> [PROVIDED ENTRIES]:
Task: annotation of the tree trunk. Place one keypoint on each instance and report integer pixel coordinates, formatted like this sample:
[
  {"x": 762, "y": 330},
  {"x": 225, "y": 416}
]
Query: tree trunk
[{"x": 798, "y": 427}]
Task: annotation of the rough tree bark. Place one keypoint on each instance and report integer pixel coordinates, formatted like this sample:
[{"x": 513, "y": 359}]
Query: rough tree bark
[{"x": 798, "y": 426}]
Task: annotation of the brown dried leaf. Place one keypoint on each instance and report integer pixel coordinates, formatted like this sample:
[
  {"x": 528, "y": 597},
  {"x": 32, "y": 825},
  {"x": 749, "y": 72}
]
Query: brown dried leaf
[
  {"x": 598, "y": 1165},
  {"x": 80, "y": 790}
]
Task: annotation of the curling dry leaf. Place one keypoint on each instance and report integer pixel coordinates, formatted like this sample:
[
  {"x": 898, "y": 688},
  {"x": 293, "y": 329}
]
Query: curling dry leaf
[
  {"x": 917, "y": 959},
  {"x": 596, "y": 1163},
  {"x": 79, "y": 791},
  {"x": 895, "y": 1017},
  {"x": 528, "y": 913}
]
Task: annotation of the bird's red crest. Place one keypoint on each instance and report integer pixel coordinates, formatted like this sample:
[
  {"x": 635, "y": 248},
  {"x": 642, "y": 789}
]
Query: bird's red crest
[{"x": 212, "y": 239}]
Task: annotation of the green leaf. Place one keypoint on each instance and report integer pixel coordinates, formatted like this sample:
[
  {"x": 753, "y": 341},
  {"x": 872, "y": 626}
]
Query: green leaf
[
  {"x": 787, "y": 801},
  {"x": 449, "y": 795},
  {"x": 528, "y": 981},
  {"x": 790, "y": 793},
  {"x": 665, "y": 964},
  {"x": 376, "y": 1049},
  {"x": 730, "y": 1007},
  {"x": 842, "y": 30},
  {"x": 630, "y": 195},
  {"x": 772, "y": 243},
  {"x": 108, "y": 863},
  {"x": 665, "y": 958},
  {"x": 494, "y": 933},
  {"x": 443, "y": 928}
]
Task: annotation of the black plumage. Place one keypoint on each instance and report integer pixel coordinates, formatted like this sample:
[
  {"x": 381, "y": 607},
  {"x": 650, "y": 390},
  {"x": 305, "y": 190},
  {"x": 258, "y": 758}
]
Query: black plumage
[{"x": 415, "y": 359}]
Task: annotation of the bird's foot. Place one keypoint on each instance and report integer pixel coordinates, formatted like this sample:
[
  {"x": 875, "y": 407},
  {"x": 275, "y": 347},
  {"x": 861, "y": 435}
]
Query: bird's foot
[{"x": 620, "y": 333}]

> [WORK ITEM]:
Quote each line of the data above exactly as written.

> [RESPONSE TO THE TASK]:
Task: annotation of the tree trunk. Place one keypoint on each instance and report integer pixel coordinates, formatted like this sample:
[
  {"x": 762, "y": 330},
  {"x": 225, "y": 416}
]
Query: tree trunk
[{"x": 798, "y": 427}]
Task: annotation of the rough tree bark. Place one keypoint on each instance and report integer pixel coordinates, formatted like this sample:
[{"x": 513, "y": 359}]
Query: rough tree bark
[{"x": 798, "y": 426}]
Task: annotation of the brown dried leaf. Place one keypoint on each instance and report integer pixel coordinates, formatted like this sample:
[
  {"x": 528, "y": 597},
  {"x": 32, "y": 825},
  {"x": 749, "y": 72}
]
Query: brown dried leaf
[
  {"x": 598, "y": 1165},
  {"x": 80, "y": 790}
]
Task: annotation of the curling dry leaf. Place one keypoint on each instance and report integer pixel coordinates, formatted like this sample:
[
  {"x": 898, "y": 688},
  {"x": 293, "y": 329}
]
Query: curling dry leaf
[
  {"x": 917, "y": 959},
  {"x": 596, "y": 1163},
  {"x": 79, "y": 791},
  {"x": 895, "y": 1017},
  {"x": 528, "y": 913}
]
Task: annotation of the bird's red crest. Place one keypoint on each instance and report integer pixel coordinates, formatted like this sample:
[
  {"x": 635, "y": 248},
  {"x": 642, "y": 789}
]
Query: bird's red crest
[{"x": 212, "y": 239}]
Task: annotation of the green leaf. Place one keypoint on each instance and report integer pixel coordinates, formatted like this sample:
[
  {"x": 753, "y": 341},
  {"x": 872, "y": 626}
]
Query: green leaf
[
  {"x": 787, "y": 801},
  {"x": 449, "y": 795},
  {"x": 528, "y": 981},
  {"x": 790, "y": 793},
  {"x": 665, "y": 964},
  {"x": 376, "y": 1049},
  {"x": 730, "y": 1007},
  {"x": 842, "y": 30},
  {"x": 630, "y": 195},
  {"x": 772, "y": 243},
  {"x": 108, "y": 863},
  {"x": 665, "y": 958},
  {"x": 494, "y": 933},
  {"x": 443, "y": 928}
]
Task: annotation of the black plumage. Place one keypoint on each instance and report integer pixel coordinates, formatted like this sample:
[
  {"x": 381, "y": 607},
  {"x": 650, "y": 390},
  {"x": 305, "y": 190},
  {"x": 258, "y": 758}
]
Query: black plumage
[{"x": 415, "y": 359}]
Task: annotation of the bird's foot. Place one keypoint on each instance and report integer pixel coordinates, formatted like this sample:
[
  {"x": 875, "y": 407},
  {"x": 275, "y": 347},
  {"x": 861, "y": 435}
]
Query: bird's foot
[{"x": 620, "y": 333}]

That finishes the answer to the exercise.